What the task asks:
Below are some records. Return exactly the lines from the one with "like [13, 32]." to the one with "Query: white fur trim on hat", and nothing else.

Data for this task:

---------------

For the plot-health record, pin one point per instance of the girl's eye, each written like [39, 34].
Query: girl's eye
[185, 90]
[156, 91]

---------------

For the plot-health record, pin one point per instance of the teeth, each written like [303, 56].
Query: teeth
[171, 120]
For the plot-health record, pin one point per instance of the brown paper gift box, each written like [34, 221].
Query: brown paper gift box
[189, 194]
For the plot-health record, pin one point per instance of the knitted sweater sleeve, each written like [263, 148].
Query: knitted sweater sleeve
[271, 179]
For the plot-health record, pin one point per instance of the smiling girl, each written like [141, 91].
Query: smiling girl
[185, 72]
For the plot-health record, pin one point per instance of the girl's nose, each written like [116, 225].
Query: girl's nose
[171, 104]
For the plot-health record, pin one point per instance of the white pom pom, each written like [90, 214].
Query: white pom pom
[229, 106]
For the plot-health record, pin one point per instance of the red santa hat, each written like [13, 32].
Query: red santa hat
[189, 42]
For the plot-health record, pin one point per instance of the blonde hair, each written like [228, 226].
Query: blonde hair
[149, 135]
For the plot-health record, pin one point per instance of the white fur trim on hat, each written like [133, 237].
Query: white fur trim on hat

---------------

Answer area:
For the plot-health record, pin one point per instance of the red santa hat, each written like [13, 32].
Query: red santa hat
[189, 42]
For the plot-health record, pin one point per instance of the blonde hair, each written like [228, 226].
Query: blonde hair
[149, 135]
For the plot-health record, pin one point per instance of the white fur trim on hat, each written like [133, 237].
Query: white fur trim on hat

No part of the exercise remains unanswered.